実施する作業 →
A: PHONE APPLIの健康経営に関する本文について、次の(i)〜(iii)の記述が本文と合っているかを判断してください。それぞれ「はい」か「いいえ」で答え、根拠となる本文の語句をそのまま引用すること。
(i) PHONE APPLIは「健康経営優良法人2023(ホワイト500)」に5年連続で認定された。
(ii) 生理休暇の「YOU休」という名称は、社長が決めた。
(iii) 生理休暇を有給休暇にした結果、女性従業員の20%が利用した。
B: PHONE APPLIの健康経営に関する本文から、「女性従業員が話し合い生理休暇を「YOU休」という名称にするなど、女性の健康課題への取り組みを中心に話を聞きました。」という一文を英語に訳してください。
C: PHONE APPLIの健康経営に関する本文のうち、「PHONE APPLIの代表」で始まり「生理休暇を「YOU休」という名称にした経緯を教えてください。」まで続く部分を、一字一句変えずに抜き出して返してください。

本文 →
#####

SaaS事業社PHONE APPLI(フォンアプリ)は、2018年に健康経営を事業の軸に据えると決断して以来、経済産業省「健康経営優良法人2023(ホワイト500)」に5年連続認定され、総務省「令和4年度 テレワーク先駆者百選 総務大臣賞」を受賞するなど、その取り組みが高く評価されています。女性従業員が話し合い生理休暇を「YOU休」という名称にするなど、女性の健康課題への取り組みを中心に話を聞きました。

PHONE APPLIの代表取締役社長、石原洋介さんが登壇したオンラインセミナーのアーカイブ動画はこちら。

POINT
  • ブレーンストーミングや座談会、アンケートで、女性従業員のリアルな声を吸い上げる
  • 上司と部下の「1on1ミーティング」、部署ごとに毎日行う「雑談タイム」で、話しやすい雰囲気づくり
  • 重要な施策の転換は、社長や役員が従業員の前でしっかりと説明する
出口まゆみさん・澁市咲希さん・朱本楽音さん写真
左から、PHONE APPLI ヒューマンサクセス本部 ヒューマンリソース兼ヘルスディベロップメント マネジャー 出口まゆみさん、ヒューマンリソース部 部長 澁市咲希さん、マーケティング企画本部 広報部 朱本楽音さん

生理休暇の有給休暇化で女性従業員の20%が利用。
名称は有休と響きが同じ「YOU休」を採用

生理休暇を「YOU休」という名称にした経緯を教えてください。

#####

提供データ →
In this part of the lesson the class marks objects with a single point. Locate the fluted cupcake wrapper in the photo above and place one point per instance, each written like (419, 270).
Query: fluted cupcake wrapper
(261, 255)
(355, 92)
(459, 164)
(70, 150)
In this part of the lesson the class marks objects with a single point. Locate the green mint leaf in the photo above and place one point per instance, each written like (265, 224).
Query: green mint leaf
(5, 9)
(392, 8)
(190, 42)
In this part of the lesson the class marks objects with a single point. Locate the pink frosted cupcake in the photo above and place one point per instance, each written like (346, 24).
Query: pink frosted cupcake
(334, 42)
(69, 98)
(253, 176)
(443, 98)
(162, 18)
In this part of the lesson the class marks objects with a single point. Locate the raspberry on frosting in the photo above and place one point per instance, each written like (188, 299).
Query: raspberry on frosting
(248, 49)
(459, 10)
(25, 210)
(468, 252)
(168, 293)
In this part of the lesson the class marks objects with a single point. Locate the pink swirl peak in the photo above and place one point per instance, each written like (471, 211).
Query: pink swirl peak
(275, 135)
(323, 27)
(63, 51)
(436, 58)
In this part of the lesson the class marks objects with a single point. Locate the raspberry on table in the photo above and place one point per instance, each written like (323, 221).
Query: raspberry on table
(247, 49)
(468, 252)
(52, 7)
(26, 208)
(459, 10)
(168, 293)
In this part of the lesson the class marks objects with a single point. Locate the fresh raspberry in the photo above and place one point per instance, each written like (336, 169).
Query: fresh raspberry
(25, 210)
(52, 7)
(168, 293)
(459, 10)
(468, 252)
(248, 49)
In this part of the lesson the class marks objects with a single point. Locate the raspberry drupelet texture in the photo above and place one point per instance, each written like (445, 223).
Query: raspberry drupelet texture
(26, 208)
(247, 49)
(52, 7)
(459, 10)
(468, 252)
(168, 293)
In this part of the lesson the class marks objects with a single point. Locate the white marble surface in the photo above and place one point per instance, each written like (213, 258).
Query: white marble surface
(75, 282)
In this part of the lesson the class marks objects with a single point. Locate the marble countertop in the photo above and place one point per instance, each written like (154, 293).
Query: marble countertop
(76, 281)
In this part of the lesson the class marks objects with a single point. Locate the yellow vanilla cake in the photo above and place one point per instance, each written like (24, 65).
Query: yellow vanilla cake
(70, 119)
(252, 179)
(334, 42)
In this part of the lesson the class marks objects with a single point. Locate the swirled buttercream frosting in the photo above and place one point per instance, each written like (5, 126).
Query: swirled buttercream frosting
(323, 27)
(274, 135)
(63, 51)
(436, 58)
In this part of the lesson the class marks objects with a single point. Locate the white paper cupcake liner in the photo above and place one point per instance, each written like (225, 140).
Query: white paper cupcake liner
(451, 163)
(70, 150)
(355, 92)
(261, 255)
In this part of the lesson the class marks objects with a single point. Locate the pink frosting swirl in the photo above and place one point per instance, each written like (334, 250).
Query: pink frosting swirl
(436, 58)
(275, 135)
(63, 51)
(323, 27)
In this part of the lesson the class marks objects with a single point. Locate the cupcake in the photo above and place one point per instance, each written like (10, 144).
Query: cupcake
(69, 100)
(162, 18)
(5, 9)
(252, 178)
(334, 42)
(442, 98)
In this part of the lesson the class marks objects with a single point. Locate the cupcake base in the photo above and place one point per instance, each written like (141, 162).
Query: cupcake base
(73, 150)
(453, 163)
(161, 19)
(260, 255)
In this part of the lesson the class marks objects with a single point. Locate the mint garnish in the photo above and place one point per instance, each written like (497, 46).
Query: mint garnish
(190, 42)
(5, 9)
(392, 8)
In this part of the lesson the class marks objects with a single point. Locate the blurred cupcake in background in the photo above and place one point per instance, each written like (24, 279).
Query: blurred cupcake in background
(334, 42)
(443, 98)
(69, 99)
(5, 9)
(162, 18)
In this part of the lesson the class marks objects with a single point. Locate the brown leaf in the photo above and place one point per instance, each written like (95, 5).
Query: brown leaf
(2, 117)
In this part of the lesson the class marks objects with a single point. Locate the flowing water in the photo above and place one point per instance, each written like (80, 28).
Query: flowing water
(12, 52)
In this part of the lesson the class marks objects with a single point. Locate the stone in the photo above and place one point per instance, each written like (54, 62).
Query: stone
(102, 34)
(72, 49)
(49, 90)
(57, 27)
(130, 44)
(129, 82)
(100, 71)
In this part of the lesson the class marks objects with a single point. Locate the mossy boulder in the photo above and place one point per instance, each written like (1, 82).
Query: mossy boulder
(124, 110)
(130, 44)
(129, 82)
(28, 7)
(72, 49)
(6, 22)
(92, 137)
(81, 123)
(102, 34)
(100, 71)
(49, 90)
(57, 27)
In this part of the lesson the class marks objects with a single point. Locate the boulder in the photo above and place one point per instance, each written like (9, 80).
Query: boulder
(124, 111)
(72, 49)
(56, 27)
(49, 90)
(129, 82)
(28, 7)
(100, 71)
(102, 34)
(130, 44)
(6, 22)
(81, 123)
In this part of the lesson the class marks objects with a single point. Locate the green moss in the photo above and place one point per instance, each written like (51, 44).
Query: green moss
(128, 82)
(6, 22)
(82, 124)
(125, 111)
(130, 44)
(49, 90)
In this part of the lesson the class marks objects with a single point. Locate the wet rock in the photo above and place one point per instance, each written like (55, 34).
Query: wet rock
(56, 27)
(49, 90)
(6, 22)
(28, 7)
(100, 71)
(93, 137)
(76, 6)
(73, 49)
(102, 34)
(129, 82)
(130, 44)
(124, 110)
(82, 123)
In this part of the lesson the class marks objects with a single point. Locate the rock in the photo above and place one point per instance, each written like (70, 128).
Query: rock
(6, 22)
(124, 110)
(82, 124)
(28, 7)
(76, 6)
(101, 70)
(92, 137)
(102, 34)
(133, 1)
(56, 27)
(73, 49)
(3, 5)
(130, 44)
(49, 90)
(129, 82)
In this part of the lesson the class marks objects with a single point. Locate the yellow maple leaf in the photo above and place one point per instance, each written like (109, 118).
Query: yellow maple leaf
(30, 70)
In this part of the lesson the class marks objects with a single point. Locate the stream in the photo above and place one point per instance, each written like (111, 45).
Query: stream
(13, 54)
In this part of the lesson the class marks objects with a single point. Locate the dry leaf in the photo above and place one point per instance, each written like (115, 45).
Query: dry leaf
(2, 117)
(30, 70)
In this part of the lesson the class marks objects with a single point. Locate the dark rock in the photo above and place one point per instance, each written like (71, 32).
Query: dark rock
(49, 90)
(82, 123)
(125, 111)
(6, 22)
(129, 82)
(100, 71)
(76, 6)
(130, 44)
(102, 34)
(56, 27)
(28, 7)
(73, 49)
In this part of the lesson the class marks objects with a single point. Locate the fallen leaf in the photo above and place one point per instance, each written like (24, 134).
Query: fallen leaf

#####

解答一覧 →
A:
(i) はい。「経済産業省「健康経営優良法人2023(ホワイト500)」に5年連続認定され」
(ii) いいえ。「女性従業員が話し合い生理休暇を「YOU休」という名称にする」
(iii) はい。「生理休暇の有給休暇化で女性従業員の20%が利用。」

B: We heard about the company's initiatives, focusing mainly on women's health issues, such as female employees discussing and naming menstrual leave "YOU-kyu."

C:
PHONE APPLIの代表取締役社長、石原洋介さんが登壇したオンラインセミナーのアーカイブ動画はこちら。

POINT
  • ブレーンストーミングや座談会、アンケートで、女性従業員のリアルな声を吸い上げる
  • 上司と部下の「1on1ミーティング」、部署ごとに毎日行う「雑談タイム」で、話しやすい雰囲気づくり
  • 重要な施策の転換は、社長や役員が従業員の前でしっかりと説明する
出口まゆみさん・澁市咲希さん・朱本楽音さん写真
左から、PHONE APPLI ヒューマンサクセス本部 ヒューマンリソース兼ヘルスディベロップメント マネジャー 出口まゆみさん、ヒューマンリソース部 部長 澁市咲希さん、マーケティング企画本部 広報部 朱本楽音さん

生理休暇の有給休暇化で女性従業員の20%が利用。
名称は有休と響きが同じ「YOU休」を採用

生理休暇を「YOU休」という名称にした経緯を教えてください。